[Extracted records start]

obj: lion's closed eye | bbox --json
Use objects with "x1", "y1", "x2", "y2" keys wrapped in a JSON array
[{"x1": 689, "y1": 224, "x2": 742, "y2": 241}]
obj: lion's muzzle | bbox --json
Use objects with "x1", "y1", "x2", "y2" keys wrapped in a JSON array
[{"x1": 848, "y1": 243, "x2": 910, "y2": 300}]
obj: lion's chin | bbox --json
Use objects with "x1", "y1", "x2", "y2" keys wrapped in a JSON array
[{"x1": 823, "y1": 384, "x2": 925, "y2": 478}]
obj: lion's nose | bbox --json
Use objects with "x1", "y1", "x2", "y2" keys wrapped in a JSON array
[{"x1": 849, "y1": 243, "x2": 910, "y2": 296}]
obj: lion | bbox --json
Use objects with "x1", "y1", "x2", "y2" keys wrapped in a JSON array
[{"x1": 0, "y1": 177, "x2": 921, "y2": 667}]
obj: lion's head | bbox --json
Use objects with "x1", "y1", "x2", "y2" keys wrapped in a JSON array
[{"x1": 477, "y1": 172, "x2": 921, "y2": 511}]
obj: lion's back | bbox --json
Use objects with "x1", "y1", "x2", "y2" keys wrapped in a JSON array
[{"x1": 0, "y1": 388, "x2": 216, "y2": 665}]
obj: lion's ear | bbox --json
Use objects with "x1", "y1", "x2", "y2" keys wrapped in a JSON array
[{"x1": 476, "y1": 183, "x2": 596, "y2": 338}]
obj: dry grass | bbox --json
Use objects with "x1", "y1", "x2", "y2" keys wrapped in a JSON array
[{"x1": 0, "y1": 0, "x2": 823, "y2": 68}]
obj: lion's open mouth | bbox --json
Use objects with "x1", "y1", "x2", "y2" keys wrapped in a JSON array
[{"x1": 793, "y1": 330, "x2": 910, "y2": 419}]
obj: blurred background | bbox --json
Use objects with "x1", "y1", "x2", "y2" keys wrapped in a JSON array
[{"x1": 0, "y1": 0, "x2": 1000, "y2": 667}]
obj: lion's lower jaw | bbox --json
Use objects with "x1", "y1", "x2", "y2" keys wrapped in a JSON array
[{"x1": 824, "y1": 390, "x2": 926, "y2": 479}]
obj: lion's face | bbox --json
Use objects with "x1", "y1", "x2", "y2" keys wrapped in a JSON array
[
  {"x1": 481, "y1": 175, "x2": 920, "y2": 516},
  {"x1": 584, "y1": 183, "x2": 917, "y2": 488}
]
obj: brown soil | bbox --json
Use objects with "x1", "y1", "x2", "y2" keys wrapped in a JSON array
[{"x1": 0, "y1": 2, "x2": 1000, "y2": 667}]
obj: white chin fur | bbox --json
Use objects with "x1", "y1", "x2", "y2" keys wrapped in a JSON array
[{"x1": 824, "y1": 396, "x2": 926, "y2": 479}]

[Extracted records end]

● Exercise objective: Retype the stretch of the records from the line containing "obj: lion's open mouth | bbox --json" through the end of the records, both included, with every character unchanged.

● Solved problem:
obj: lion's open mouth | bbox --json
Use objects with "x1", "y1", "x2", "y2" keys wrapped in a JSON array
[{"x1": 793, "y1": 330, "x2": 910, "y2": 419}]
obj: blurred background | bbox --json
Use objects with "x1", "y1", "x2", "y2" keys wrapped in a JSON array
[{"x1": 0, "y1": 0, "x2": 1000, "y2": 667}]
obj: lion's lower jaw | bbox --json
Use objects with "x1", "y1", "x2", "y2" keys wrapped in a JSON array
[{"x1": 824, "y1": 390, "x2": 926, "y2": 479}]
obj: lion's face | bbox --json
Use objects with "x1", "y1", "x2", "y2" keys wrapped in a JSON array
[
  {"x1": 481, "y1": 175, "x2": 920, "y2": 516},
  {"x1": 584, "y1": 183, "x2": 917, "y2": 488}
]
obj: brown soil | bbox --json
Use objects with "x1", "y1", "x2", "y2" keys wrapped in a JSON array
[{"x1": 0, "y1": 2, "x2": 1000, "y2": 667}]
obj: white chin fur | bbox --json
Use objects with "x1", "y1", "x2", "y2" keys wrapped in a JSON array
[{"x1": 824, "y1": 396, "x2": 926, "y2": 479}]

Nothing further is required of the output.